### Seitenauszug
Bodenversiegelung

Die falsche Kenngröße

Boden
08.11.2023

Robert Jägersberger, Bundesinnungsmeister des Bau­gewerbes, spricht über Bodenverbrauch und Bodenver­siegelung und warum Österreich kein Europameister ist.
Jagersberger Rober im Porträt

Herr Jägersberger, es gibt die politische Forderung, den Bodenverbrauch in Österreich von derzeit rund 12,5 Hektar am Tag auf 2,5 Hektar zu reduzieren. Das würde natürlich das Baugewerbe massiv betreffen. Was halten Sie von dieser Idee?
Robert Jägersberger: Ich warne davor, dass man mit missbräuchlich verwendeten Begriffen eine einseitige Meinungsbildung forciert.

Ich warne davor, dass man mit missbräuchlich verwendeten Begriffen eine ­einseitige Meinungsbildung forciert.

Robert Jägersberger, Bundesinnungsmeister der Bundesinnung Bau

Sie meinen den Bodenverbrauch?  Was stört Sie an diesem Begriff?
Jägersberger: Er ist irreführend. Und ich habe den Eindruck, dass hier von manchen Seiten ganz bewusst für Verwirrung gesorgt werden soll. Unter Bodenverbrauch versteht man – vereinfacht gesagt – die Nutzung von Boden für andere Zwecke als für die Land- und Forstwirtschaft. Offiziell gelten Flächen, die unter anderem für die Errichtung von Gebäuden, Infrastruktur oder auch Freizeiteinrichtungen - Parks, Golfplätze oder Skipisten - in Anspruch genommen werden, als „verbraucht“. Nur die Land- und Forstwirtschaft zählt nicht dazu.

So weit so gut...
jägersberger:  ... oder so schlecht. Ich sage Ihnen auch warum: Der Bodenverbrauch – so wie er aktuell definiert wird – ist die falsche Kenngröße. Sie führt zu völlig falschen Rückschlüssen. So gilt zum Beispiel eine Parklandschaft zu hundert Prozent als verbraucht. Oder das Einfamilienhaus samt Garten: zu hundert Prozent verbrauchte Fläche. Obwohl in den meisten Fällen nicht mehr als 100 Quadratmeter des gesamten Grundstücks tatsächlich verbaut sind. Außerdem bezweifle ich, dass der Garten aus ökologischer Sicht kritischer zu bewerten ist als eine landwirtschaftliche Fläche. Denken Sie beispielsweise an den Weinbau und die Pestizide, die dort eingesetzt werden und im Mutterboden abgelagert werden. Letzteres gilt nicht als verbrauchte Fläche. Die Wiese um das Einfamilienhaus schon. Das ist aus meiner Sicht hanebüchen.
######
### Datensatz
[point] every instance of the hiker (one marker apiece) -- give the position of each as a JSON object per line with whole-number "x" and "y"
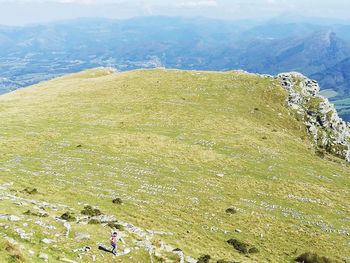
{"x": 114, "y": 239}
{"x": 114, "y": 242}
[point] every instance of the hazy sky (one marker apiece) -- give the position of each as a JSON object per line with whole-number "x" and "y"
{"x": 19, "y": 12}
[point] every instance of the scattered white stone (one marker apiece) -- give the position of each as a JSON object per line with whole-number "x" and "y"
{"x": 13, "y": 218}
{"x": 81, "y": 236}
{"x": 44, "y": 256}
{"x": 67, "y": 260}
{"x": 47, "y": 241}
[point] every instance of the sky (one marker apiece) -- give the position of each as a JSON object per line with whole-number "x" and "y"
{"x": 22, "y": 12}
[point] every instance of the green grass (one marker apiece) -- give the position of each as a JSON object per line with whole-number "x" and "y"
{"x": 158, "y": 139}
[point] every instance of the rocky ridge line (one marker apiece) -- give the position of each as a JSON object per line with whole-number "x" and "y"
{"x": 329, "y": 132}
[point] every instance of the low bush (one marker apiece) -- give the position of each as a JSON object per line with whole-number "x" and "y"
{"x": 30, "y": 213}
{"x": 90, "y": 211}
{"x": 117, "y": 201}
{"x": 30, "y": 191}
{"x": 68, "y": 217}
{"x": 231, "y": 210}
{"x": 309, "y": 257}
{"x": 204, "y": 259}
{"x": 242, "y": 247}
{"x": 94, "y": 222}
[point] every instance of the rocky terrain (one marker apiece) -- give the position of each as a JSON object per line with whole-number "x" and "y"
{"x": 188, "y": 166}
{"x": 328, "y": 130}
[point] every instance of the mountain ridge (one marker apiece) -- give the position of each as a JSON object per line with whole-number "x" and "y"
{"x": 197, "y": 158}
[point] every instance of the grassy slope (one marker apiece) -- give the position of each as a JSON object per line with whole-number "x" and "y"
{"x": 158, "y": 139}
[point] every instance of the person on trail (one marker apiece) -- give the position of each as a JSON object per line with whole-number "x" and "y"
{"x": 114, "y": 239}
{"x": 114, "y": 242}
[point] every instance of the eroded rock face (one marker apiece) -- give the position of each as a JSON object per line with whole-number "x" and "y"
{"x": 328, "y": 130}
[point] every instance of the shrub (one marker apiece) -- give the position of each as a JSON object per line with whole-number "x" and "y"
{"x": 30, "y": 213}
{"x": 117, "y": 201}
{"x": 242, "y": 247}
{"x": 89, "y": 211}
{"x": 113, "y": 224}
{"x": 94, "y": 222}
{"x": 68, "y": 217}
{"x": 253, "y": 250}
{"x": 231, "y": 210}
{"x": 320, "y": 153}
{"x": 204, "y": 259}
{"x": 15, "y": 254}
{"x": 309, "y": 257}
{"x": 30, "y": 191}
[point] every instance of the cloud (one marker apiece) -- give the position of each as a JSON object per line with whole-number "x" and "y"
{"x": 198, "y": 4}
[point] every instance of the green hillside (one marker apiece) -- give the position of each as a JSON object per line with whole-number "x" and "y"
{"x": 178, "y": 148}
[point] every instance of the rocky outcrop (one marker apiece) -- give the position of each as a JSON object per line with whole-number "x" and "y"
{"x": 329, "y": 132}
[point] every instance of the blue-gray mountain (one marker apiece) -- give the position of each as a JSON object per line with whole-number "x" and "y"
{"x": 319, "y": 50}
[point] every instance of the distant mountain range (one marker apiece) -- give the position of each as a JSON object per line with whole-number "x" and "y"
{"x": 319, "y": 50}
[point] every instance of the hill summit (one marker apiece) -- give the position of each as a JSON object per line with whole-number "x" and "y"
{"x": 187, "y": 166}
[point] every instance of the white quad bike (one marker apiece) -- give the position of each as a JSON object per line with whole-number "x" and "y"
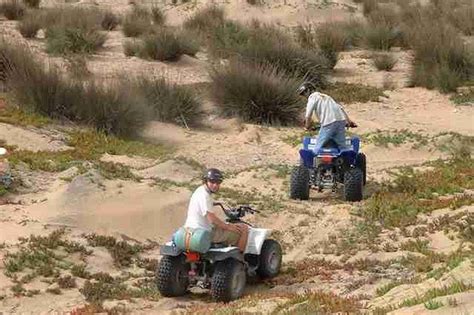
{"x": 222, "y": 269}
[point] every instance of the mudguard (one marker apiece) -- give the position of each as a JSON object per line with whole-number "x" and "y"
{"x": 220, "y": 254}
{"x": 170, "y": 250}
{"x": 307, "y": 156}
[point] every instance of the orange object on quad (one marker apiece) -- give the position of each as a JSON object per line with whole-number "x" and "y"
{"x": 192, "y": 256}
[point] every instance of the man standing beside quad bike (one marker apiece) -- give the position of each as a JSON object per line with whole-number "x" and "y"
{"x": 330, "y": 160}
{"x": 331, "y": 115}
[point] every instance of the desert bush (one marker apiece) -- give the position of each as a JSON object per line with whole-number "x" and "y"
{"x": 268, "y": 45}
{"x": 331, "y": 40}
{"x": 132, "y": 47}
{"x": 30, "y": 24}
{"x": 62, "y": 40}
{"x": 109, "y": 21}
{"x": 256, "y": 93}
{"x": 115, "y": 109}
{"x": 305, "y": 36}
{"x": 381, "y": 37}
{"x": 384, "y": 15}
{"x": 205, "y": 19}
{"x": 166, "y": 45}
{"x": 12, "y": 9}
{"x": 463, "y": 19}
{"x": 137, "y": 22}
{"x": 158, "y": 16}
{"x": 224, "y": 38}
{"x": 32, "y": 3}
{"x": 170, "y": 102}
{"x": 384, "y": 61}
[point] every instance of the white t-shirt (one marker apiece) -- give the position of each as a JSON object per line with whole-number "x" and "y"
{"x": 200, "y": 204}
{"x": 326, "y": 109}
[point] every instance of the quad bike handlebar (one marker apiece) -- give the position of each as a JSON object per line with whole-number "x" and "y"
{"x": 235, "y": 214}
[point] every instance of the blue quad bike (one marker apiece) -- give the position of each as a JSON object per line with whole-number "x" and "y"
{"x": 221, "y": 269}
{"x": 329, "y": 168}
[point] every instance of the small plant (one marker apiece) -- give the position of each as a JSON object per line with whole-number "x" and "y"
{"x": 158, "y": 16}
{"x": 464, "y": 98}
{"x": 350, "y": 93}
{"x": 12, "y": 9}
{"x": 380, "y": 37}
{"x": 433, "y": 305}
{"x": 132, "y": 47}
{"x": 66, "y": 282}
{"x": 109, "y": 21}
{"x": 305, "y": 36}
{"x": 171, "y": 103}
{"x": 259, "y": 94}
{"x": 62, "y": 40}
{"x": 166, "y": 45}
{"x": 331, "y": 40}
{"x": 30, "y": 25}
{"x": 137, "y": 22}
{"x": 205, "y": 20}
{"x": 384, "y": 61}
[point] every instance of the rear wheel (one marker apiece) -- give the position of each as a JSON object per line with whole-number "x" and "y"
{"x": 172, "y": 276}
{"x": 228, "y": 280}
{"x": 299, "y": 184}
{"x": 361, "y": 163}
{"x": 353, "y": 183}
{"x": 270, "y": 259}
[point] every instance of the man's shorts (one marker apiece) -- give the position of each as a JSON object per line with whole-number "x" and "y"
{"x": 225, "y": 236}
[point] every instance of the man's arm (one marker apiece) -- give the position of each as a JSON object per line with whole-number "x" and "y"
{"x": 349, "y": 121}
{"x": 221, "y": 224}
{"x": 309, "y": 112}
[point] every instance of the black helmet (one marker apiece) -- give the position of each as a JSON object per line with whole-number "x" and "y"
{"x": 213, "y": 175}
{"x": 306, "y": 87}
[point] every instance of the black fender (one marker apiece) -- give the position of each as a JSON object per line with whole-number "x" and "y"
{"x": 167, "y": 250}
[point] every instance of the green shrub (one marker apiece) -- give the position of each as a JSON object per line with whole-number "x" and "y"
{"x": 115, "y": 109}
{"x": 12, "y": 9}
{"x": 61, "y": 40}
{"x": 225, "y": 37}
{"x": 137, "y": 22}
{"x": 258, "y": 94}
{"x": 171, "y": 103}
{"x": 384, "y": 61}
{"x": 267, "y": 45}
{"x": 305, "y": 36}
{"x": 30, "y": 25}
{"x": 205, "y": 19}
{"x": 166, "y": 45}
{"x": 132, "y": 47}
{"x": 158, "y": 16}
{"x": 381, "y": 37}
{"x": 331, "y": 40}
{"x": 109, "y": 21}
{"x": 32, "y": 3}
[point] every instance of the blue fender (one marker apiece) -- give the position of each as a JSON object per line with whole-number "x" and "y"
{"x": 308, "y": 157}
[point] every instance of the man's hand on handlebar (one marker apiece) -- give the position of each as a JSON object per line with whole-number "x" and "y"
{"x": 351, "y": 124}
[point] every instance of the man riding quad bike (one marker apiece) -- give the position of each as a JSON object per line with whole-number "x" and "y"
{"x": 330, "y": 158}
{"x": 213, "y": 254}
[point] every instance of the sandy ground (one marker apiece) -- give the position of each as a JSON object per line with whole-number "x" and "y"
{"x": 150, "y": 210}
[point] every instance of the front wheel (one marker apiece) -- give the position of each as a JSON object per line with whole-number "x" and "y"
{"x": 228, "y": 280}
{"x": 361, "y": 162}
{"x": 172, "y": 276}
{"x": 270, "y": 259}
{"x": 299, "y": 183}
{"x": 353, "y": 183}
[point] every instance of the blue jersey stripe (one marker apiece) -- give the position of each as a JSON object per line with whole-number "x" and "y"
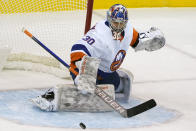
{"x": 80, "y": 47}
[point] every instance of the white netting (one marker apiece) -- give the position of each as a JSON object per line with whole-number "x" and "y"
{"x": 57, "y": 24}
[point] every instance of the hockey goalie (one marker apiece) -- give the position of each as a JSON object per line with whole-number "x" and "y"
{"x": 98, "y": 57}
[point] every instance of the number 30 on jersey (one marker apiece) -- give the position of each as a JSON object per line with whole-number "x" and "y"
{"x": 89, "y": 40}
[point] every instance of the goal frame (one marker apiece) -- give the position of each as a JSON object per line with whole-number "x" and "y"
{"x": 88, "y": 15}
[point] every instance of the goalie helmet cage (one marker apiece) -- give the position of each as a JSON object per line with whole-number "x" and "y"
{"x": 59, "y": 24}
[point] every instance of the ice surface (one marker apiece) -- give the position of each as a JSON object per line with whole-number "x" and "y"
{"x": 167, "y": 75}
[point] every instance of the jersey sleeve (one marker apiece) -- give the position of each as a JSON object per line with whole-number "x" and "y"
{"x": 135, "y": 38}
{"x": 88, "y": 45}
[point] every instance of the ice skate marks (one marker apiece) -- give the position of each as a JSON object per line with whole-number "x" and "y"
{"x": 15, "y": 106}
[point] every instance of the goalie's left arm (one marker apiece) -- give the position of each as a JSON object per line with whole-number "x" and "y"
{"x": 150, "y": 40}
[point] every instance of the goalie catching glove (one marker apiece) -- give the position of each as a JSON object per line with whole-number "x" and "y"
{"x": 151, "y": 40}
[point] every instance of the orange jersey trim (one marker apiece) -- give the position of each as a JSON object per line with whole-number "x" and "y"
{"x": 75, "y": 56}
{"x": 135, "y": 37}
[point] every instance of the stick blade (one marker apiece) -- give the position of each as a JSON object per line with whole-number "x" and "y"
{"x": 141, "y": 108}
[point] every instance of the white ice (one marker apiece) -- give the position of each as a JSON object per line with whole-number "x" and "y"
{"x": 167, "y": 75}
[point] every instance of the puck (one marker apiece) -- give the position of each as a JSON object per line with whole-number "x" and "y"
{"x": 82, "y": 125}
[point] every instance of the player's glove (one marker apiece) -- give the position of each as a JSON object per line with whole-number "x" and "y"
{"x": 151, "y": 40}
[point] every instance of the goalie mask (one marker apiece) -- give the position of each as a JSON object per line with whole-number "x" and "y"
{"x": 117, "y": 16}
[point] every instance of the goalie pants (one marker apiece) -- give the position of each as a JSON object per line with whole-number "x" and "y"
{"x": 105, "y": 78}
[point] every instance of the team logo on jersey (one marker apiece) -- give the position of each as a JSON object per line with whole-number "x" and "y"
{"x": 118, "y": 60}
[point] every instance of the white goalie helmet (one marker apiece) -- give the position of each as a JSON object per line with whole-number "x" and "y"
{"x": 117, "y": 16}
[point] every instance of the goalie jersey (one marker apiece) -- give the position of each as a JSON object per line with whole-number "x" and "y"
{"x": 102, "y": 43}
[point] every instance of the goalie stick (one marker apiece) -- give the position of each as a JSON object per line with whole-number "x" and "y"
{"x": 99, "y": 92}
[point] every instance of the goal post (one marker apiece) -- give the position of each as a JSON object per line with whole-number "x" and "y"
{"x": 59, "y": 24}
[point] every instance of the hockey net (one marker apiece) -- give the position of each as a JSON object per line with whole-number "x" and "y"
{"x": 58, "y": 24}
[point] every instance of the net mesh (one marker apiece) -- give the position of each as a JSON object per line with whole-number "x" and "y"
{"x": 56, "y": 23}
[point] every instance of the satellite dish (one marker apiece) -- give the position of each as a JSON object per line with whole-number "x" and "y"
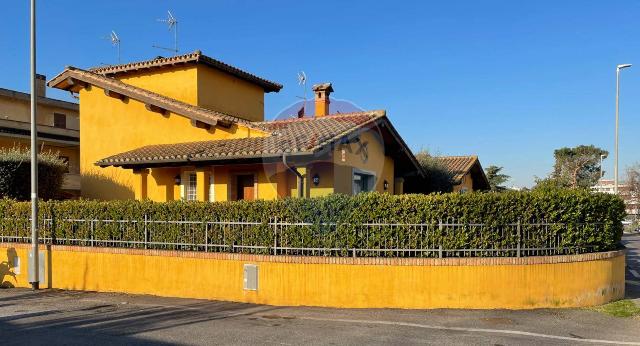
{"x": 302, "y": 78}
{"x": 115, "y": 41}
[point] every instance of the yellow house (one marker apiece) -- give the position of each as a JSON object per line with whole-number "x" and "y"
{"x": 467, "y": 173}
{"x": 58, "y": 128}
{"x": 192, "y": 127}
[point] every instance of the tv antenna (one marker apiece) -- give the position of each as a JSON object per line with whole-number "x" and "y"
{"x": 172, "y": 23}
{"x": 302, "y": 81}
{"x": 115, "y": 41}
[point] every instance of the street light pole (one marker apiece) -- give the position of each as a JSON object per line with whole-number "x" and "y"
{"x": 34, "y": 156}
{"x": 615, "y": 168}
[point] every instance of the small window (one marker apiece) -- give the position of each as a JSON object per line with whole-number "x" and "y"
######
» **Aufgabe**
Gib aus dem Seitenauszug zur Bodenversiegelung den Abschnitt wortgetreu zurück, der mit den Worten „Bodenversiegelung“ beginnt und mit „von dieser Idee?“ endet.

» **Antwort**
Bodenversiegelung

Die falsche Kenngröße

Boden
08.11.2023

Robert Jägersberger, Bundesinnungsmeister des Bau­gewerbes, spricht über Bodenverbrauch und Bodenver­siegelung und warum Österreich kein Europameister ist.
Jagersberger Rober im Porträt

Herr Jägersberger, es gibt die politische Forderung, den Bodenverbrauch in Österreich von derzeit rund 12,5 Hektar am Tag auf 2,5 Hektar zu reduzieren. Das würde natürlich das Baugewerbe massiv betreffen. Was halten Sie von dieser Idee?